Consignes =
1. Pouvez-vous restituer à l'identique, dans l'extrait sur l'IA et les réseaux sociaux, tout ce qui va de « Chaque action est » jusqu'à « et avec qui. » ?
2. Pouvez-vous écrire la suite de l'extrait sur l'IA et les réseaux sociaux, à partir de l'endroit où il s'arrête ?

Extrait cité =
* * *

IA ne signifie pas robot, le plus souvent il s’agit simplement d’un programme informatique sans bras ni jambes. Les IA sont très différentes de l’intelligence humaine et n’ont pas vocation à la copier, de la même manière que les avions diffèrent des volatiles.

Pendant les 20 dernières années nos vies publiques et privées se sont déplacées sur internet. Nous passons une fraction toujours plus importante de nos journées sur les réseaux sociaux (youtube, facebook, twitter). La principale tâche de ces réseaux sociaux consiste à fidéliser l’utilisateur en affichant le contenu le plus à même de capter son attention, mais ce n’est que la face émergée de l’iceberg.

L’IA au service de la segmentation de marché

Les entreprises qui disposent de la plus grande quantité de données sur leurs utilisateurs sont celles qui investissent le plus dans le développement d’intelligences artificielles (facebook, google, baidu, tencent) car l’efficacité des techniques d’apprentissage les plus abouties nécessitent des quantités de données considérables.

Des IA sont entraînées en permanence pour être capable de cerner l’utilisateur: âge, sexe, opinions politiques, situation familiale, religion, etc.

Chaque action est minutieusement analysée: publications lues, ignorées, aimées, partagées ; participation aux événements, groupes d’appartenance. Chaque publication est passée au crible: thème abordé, tonalité, opinion défendue.

Enfin, là où l’IA a fait le plus de progrès ces dernières années est l’analyse d’images (la vision par ordinateur). À partir d’une simple photo il est possible de savoir à quel type d’événement vous étiez, où, quand et avec qui.

Nos opinions et notre comportement peuvent être corrélés avec ceux de milliers de personnes similaires. Il est alors possible de dresser des profils psychologiques d’utilisateurs et de cartographier les groupes d’influence. Ces informations ne sont dénichées qu’à des fins mercantiles, à priori pas d’inquiétude.

L’IA pour manipuler les masses

Maintenant considérons le comportement humain comme un problème d’optimisation ; que les réseaux sociaux puissent régler de manière itérative leurs vecteurs de contrôle pour atteindre un comportement spécifique. Concrètement de modifier les fils d’actualités pour influencer l’opinion d’un groupe d’utilisateurs cible.

* * *

Enregistrements d'identification de position =
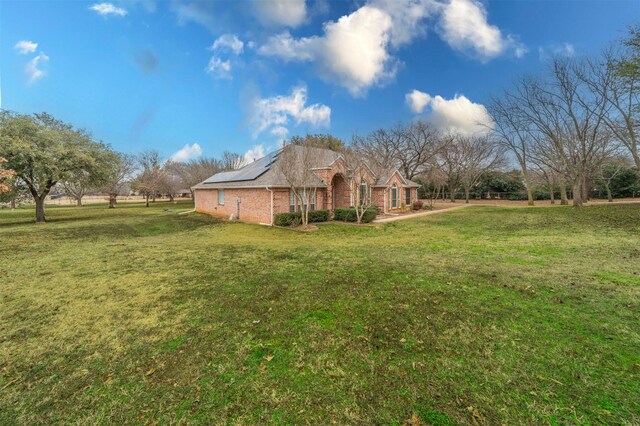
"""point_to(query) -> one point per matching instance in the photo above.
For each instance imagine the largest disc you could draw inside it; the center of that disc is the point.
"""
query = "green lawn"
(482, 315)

* * *

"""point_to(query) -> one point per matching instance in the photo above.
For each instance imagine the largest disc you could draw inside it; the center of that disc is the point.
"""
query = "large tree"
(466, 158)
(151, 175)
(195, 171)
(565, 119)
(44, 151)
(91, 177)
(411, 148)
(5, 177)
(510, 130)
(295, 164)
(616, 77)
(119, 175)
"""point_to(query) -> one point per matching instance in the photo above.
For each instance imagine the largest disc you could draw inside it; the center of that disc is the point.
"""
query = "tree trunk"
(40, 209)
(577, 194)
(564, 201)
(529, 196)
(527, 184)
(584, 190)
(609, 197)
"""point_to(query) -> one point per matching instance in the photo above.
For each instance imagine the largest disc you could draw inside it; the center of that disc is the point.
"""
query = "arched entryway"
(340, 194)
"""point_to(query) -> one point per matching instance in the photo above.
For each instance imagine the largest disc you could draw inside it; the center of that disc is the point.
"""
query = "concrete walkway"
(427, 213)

* * *

Réponses par consigne =
1.
Chaque action est minutieusement analysée: publications lues, ignorées, aimées, partagées ; participation aux événements, groupes d’appartenance. Chaque publication est passée au crible: thème abordé, tonalité, opinion défendue.

Enfin, là où l’IA a fait le plus de progrès ces dernières années est l’analyse d’images (la vision par ordinateur). À partir d’une simple photo il est possible de savoir à quel type d’événement vous étiez, où, quand et avec qui.

2.
On peut établir une boucle d’optimisation pour le comportement humain, dans lequel on observe l’état psychologique actuel de l’utilisateur et on continue d’affiner les informations avec lesquelles on l’abreuve jusqu’à atteindre un état psychologique cible de la façon la plus efficace possible. Un grand sous-ensemble du domaine de l’IA (en particulier l’apprentissage par renforcement) consiste à développer des algorithmes qui résolvent ce type de problème d’optimisation. Voici quatre techniques d’optimisation sociale :

Le renforcement social négatif : si vous publiez un post qui exprime un point de vue que l’algorithme de contrôle ne veut pas que vous teniez, il peut choisir de ne le montrer qu’à des personnes ayant un point de vue opposé au vôtre et qui auront une critique sévère afin de vous isoler.

Le renforcement social positif: si vous faites un post qui exprime un point de vue que l’algorithme de contrôle veut propager, il peut choisir de montrer votre post à des gens (ou des robots) qui vont l’aimer afin de renforcer votre ego.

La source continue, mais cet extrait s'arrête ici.